-- Problem description --
Copy every one of the records below character for character, keeping each line and the order of the lines unchanged.
— start —
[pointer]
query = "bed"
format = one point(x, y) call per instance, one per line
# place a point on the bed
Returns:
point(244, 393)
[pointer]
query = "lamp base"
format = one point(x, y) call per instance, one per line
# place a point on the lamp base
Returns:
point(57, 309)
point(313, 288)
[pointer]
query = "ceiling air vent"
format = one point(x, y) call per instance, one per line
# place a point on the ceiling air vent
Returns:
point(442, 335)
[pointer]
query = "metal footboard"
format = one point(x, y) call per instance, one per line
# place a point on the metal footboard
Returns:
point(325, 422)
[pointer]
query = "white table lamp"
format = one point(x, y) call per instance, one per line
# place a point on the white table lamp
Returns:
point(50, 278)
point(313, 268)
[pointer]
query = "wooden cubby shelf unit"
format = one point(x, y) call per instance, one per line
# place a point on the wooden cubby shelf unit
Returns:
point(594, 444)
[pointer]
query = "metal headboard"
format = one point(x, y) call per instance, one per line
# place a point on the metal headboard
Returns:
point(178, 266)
— end —
-- Output for this exercise --
[pointer]
query = "bed"
format = one point(x, y) call per instance, one per line
# place a point on the bed
Returns:
point(244, 393)
[pointer]
query = "lamp base"
format = one point(x, y) call per instance, one per line
# place a point on the lamp base
Returns:
point(57, 309)
point(313, 288)
[pointer]
query = "ceiling air vent"
format = one point(x, y) call per instance, one per line
# place a point on the ceiling air vent
Returns:
point(442, 335)
[pointer]
query = "metal footboard"
format = one point(x, y) call per instance, one per line
# place a point on the metal footboard
Returns:
point(325, 422)
[pointer]
query = "white table lamp"
format = one point(x, y) call per instance, one per line
# place a point on the white table lamp
Returns:
point(50, 278)
point(313, 268)
[pointer]
query = "wooden cubby shelf unit"
format = one point(x, y) call per instance, one per line
# place a point on the wooden cubby shelf unit
Returns:
point(594, 444)
[pointer]
query = "metal headboard"
format = one point(x, y) call per instance, one per line
# place a point on the metal headboard
Returns:
point(178, 266)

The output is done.